→ **Entries for pointing and labeling**:
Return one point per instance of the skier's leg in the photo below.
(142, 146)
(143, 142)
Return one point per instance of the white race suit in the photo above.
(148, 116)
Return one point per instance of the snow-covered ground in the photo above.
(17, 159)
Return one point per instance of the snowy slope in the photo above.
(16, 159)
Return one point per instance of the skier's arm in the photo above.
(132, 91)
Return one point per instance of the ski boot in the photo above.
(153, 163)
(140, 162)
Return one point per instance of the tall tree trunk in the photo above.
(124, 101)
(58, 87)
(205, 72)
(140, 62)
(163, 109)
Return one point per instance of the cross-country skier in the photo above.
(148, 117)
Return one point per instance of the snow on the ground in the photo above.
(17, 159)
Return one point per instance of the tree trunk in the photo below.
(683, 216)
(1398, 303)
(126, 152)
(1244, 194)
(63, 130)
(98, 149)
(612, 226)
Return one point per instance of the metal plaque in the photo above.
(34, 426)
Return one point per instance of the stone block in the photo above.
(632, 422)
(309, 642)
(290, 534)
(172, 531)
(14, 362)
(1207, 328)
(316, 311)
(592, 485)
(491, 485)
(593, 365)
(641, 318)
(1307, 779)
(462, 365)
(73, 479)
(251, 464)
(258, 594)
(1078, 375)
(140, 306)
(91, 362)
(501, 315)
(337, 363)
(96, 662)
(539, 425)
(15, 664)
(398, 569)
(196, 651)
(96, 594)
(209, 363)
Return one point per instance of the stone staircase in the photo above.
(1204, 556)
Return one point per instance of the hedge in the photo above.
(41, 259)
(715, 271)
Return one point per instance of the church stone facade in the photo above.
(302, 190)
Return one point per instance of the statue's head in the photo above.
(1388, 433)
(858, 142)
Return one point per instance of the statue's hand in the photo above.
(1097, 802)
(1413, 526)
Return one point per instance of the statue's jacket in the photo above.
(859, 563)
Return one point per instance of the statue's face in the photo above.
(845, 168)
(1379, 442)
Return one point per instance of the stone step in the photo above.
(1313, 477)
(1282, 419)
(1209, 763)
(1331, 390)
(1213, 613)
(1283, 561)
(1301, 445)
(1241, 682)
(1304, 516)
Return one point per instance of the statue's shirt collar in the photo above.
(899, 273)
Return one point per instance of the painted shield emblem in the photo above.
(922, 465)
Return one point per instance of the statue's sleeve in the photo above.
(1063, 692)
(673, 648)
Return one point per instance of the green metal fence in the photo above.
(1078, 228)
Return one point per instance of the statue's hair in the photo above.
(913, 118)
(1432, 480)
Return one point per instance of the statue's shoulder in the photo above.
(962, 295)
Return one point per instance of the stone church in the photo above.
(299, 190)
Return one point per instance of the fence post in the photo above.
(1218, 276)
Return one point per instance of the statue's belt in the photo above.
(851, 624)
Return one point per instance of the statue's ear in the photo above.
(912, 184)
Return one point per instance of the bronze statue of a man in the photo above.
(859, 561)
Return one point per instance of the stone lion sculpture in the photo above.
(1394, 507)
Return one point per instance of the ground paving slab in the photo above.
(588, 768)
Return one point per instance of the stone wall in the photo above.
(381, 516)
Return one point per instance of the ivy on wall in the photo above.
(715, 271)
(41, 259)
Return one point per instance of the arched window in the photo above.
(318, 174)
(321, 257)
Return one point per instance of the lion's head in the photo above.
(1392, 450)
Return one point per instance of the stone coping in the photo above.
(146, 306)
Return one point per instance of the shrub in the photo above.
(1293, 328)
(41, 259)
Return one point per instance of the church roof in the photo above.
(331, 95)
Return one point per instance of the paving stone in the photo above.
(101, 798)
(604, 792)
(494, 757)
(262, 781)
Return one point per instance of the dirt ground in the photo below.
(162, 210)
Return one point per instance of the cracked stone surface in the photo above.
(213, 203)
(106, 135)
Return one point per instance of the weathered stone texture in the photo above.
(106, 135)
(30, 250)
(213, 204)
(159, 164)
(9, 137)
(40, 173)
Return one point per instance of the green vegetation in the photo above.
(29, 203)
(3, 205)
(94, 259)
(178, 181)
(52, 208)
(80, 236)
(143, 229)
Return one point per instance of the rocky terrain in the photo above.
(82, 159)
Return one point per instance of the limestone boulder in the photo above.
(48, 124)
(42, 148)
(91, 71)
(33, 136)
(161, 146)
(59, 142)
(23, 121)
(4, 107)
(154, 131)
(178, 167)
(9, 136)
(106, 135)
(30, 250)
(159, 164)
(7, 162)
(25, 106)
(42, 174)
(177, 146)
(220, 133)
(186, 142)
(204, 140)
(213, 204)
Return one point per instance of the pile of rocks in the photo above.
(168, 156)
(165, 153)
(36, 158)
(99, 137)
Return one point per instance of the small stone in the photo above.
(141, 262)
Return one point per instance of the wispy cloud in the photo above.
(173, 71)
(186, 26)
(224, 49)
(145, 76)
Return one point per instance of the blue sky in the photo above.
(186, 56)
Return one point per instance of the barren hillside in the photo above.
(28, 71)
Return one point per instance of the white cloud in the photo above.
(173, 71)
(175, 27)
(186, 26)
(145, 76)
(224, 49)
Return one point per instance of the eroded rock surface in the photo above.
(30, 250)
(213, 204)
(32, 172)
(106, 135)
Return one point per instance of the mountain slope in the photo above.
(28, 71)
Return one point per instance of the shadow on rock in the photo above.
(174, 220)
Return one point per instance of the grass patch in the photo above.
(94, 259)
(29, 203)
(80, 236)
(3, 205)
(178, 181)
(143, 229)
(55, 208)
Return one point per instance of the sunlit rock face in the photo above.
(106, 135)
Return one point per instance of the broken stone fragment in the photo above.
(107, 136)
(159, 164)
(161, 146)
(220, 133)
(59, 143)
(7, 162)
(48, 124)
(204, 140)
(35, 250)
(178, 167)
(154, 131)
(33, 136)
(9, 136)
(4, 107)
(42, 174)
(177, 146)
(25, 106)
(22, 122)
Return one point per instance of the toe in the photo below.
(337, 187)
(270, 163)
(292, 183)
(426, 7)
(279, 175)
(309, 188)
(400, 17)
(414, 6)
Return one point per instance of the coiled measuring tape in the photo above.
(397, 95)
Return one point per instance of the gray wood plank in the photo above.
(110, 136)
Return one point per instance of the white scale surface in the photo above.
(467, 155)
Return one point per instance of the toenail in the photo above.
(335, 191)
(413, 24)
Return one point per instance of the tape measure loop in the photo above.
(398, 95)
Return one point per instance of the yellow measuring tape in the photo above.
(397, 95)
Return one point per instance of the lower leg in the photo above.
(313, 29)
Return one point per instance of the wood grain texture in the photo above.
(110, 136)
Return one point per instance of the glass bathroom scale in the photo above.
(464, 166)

→ **Short exercise**: Write out all of the entries again, swapping "Return one point per instance of" for "Mark one point for each" wherever it occurs and keeping everything else the same.

→ **Expected output**:
Mark one point for each the skier's leg in the photo below.
(142, 146)
(143, 142)
Mark one point for each the white race suit in the photo above.
(148, 116)
Mark one point for each the snow-covered ground in the photo above.
(17, 159)
Mark one point for each the snowy slope in the photo above.
(16, 159)
Mark one point for each the skier's arm in the photo above.
(132, 91)
Mark one point for each the ski boot in the photo above.
(153, 163)
(140, 162)
Mark one point for each the tall tree trunk in the photo above.
(124, 101)
(58, 87)
(205, 72)
(140, 62)
(163, 109)
Mark one point for each the cross-country skier in the photo above.
(148, 117)
Mark one point for each the snow on the ground in the photo above.
(17, 159)
Mark one point for each the tree trunk in the photo below.
(683, 216)
(1398, 303)
(126, 152)
(1244, 194)
(63, 130)
(98, 149)
(612, 226)
Mark one point for each the metal plaque in the photo above.
(34, 426)
Mark one point for each the stone block in the photo above.
(632, 422)
(309, 642)
(290, 534)
(172, 531)
(14, 362)
(1207, 328)
(316, 311)
(592, 485)
(491, 485)
(593, 365)
(641, 318)
(1307, 779)
(462, 365)
(73, 479)
(251, 464)
(258, 594)
(1078, 375)
(140, 306)
(91, 362)
(501, 315)
(337, 363)
(96, 662)
(539, 425)
(15, 664)
(398, 569)
(196, 651)
(96, 594)
(209, 363)
Mark one point for each the stone staircase in the photo above.
(1204, 556)
Mark one point for each the hedge in the photo above.
(41, 259)
(715, 271)
Mark one point for each the church stone facade in the photo above.
(302, 190)
Mark one point for each the statue's head in the photo above.
(1388, 433)
(858, 142)
Mark one point for each the statue's hand in the photo above.
(1097, 802)
(1413, 526)
Mark one point for each the statue's jacket in the photo above.
(859, 563)
Mark one point for each the statue's face in the photo above.
(845, 168)
(1379, 442)
Mark one point for each the stone step in the photo above.
(1313, 477)
(1282, 419)
(1209, 763)
(1331, 390)
(1213, 613)
(1283, 561)
(1301, 445)
(1241, 682)
(1304, 516)
Mark one point for each the statue's shirt collar in the photo above.
(899, 273)
Mark one point for each the painted shield emblem in the photo above.
(922, 465)
Mark one point for each the statue's sleeve in the photo above.
(1063, 692)
(673, 648)
Mark one point for each the green metal fence in the photo above.
(1078, 228)
Mark one point for each the statue's hair in the photo above.
(913, 118)
(1432, 480)
Mark one point for each the statue's shoulder in the photo above.
(962, 295)
Mark one point for each the stone church in the photo above.
(299, 190)
Mark one point for each the fence post in the photo above.
(1218, 276)
Mark one point for each the statue's belt in the photo above.
(851, 624)
Mark one point for each the statue's ear in the photo above.
(912, 184)
Mark one point for each the bronze statue of a man in the photo above.
(859, 561)
Mark one point for each the stone lion sculpture in the photo above.
(1394, 507)
Mark one point for each the ground paving slab in the photo above.
(588, 768)
Mark one point for each the stone wall in the photo above.
(381, 516)
Mark one point for each the ivy on wall in the photo above.
(715, 271)
(41, 259)
Mark one point for each the arched window in the photo above.
(318, 174)
(321, 257)
Mark one point for each the lion's head in the photo above.
(1392, 450)
Mark one point for each the stone coping in the photo above.
(146, 306)
Mark one point for each the shrub in the photo above.
(1293, 328)
(41, 259)
Mark one point for each the church roof in the photo above.
(331, 95)
Mark one point for each the paving stone in the photo above.
(101, 798)
(604, 792)
(494, 757)
(262, 781)
Mark one point for each the dirt ground in the photo below.
(162, 210)
Mark one point for each the cracked stone surface in the photo above.
(213, 203)
(106, 135)
Mark one point for each the weathered stone texture in the photo above.
(106, 135)
(30, 250)
(213, 204)
(159, 164)
(9, 137)
(40, 173)
Mark one point for each the green vegetation in the photo above.
(29, 203)
(3, 205)
(94, 259)
(178, 181)
(52, 208)
(80, 236)
(143, 229)
Mark one point for each the rocky terrain in the photo above.
(82, 159)
Mark one point for each the limestone boulder in the photo above.
(48, 124)
(42, 148)
(91, 71)
(33, 136)
(161, 146)
(59, 142)
(23, 121)
(4, 107)
(154, 131)
(178, 167)
(9, 136)
(106, 135)
(30, 250)
(159, 164)
(7, 162)
(25, 106)
(42, 174)
(177, 146)
(220, 133)
(186, 142)
(204, 140)
(213, 204)
Mark one point for each the pile of rocks in the photo above.
(168, 156)
(165, 153)
(36, 158)
(99, 137)
Mark one point for each the small stone in the photo above.
(141, 262)
Mark one point for each the wispy cloud in the photo above.
(173, 71)
(186, 26)
(224, 49)
(145, 76)
Mark one point for each the blue sky in the photo above.
(186, 56)
Mark one point for each the barren hillside in the photo above.
(28, 71)
Mark one point for each the white cloud in the photo above.
(173, 71)
(175, 27)
(186, 26)
(145, 76)
(224, 49)
Mark one point for each the eroded rock surface in the photo above.
(30, 250)
(213, 204)
(32, 172)
(106, 135)
Mark one point for each the mountain slope in the photo above.
(28, 71)
Mark one point for each the shadow on rock in the photo above.
(174, 220)
Mark one point for each the grass patch in the photo above.
(94, 259)
(29, 203)
(80, 236)
(3, 205)
(178, 181)
(143, 229)
(55, 208)
Mark one point for each the sunlit rock face in the photo above.
(106, 135)
Mark one point for each the broken stone fragment in the photo above.
(107, 136)
(159, 164)
(161, 146)
(220, 133)
(59, 143)
(7, 162)
(48, 124)
(204, 140)
(35, 250)
(178, 167)
(154, 131)
(33, 136)
(9, 136)
(4, 107)
(42, 174)
(177, 146)
(25, 106)
(22, 122)
Mark one point for each the toe in the photo below.
(337, 187)
(270, 163)
(292, 183)
(426, 7)
(279, 175)
(309, 188)
(400, 17)
(414, 6)
Mark one point for each the coiled measuring tape in the photo above.
(397, 95)
Mark one point for each the gray wood plank in the photo above.
(110, 136)
Mark one point for each the white scale surface in the photo above.
(467, 155)
Mark one point for each the toenail in the photo above.
(335, 191)
(413, 24)
Mark one point for each the tape measure loop in the photo above.
(398, 95)
Mark one point for each the yellow measuring tape in the photo above.
(397, 95)
Mark one point for each the lower leg in the photo above.
(313, 29)
Mark one point for each the wood grain texture in the photo above.
(110, 136)
Mark one point for each the glass bathroom scale in the photo above.
(464, 166)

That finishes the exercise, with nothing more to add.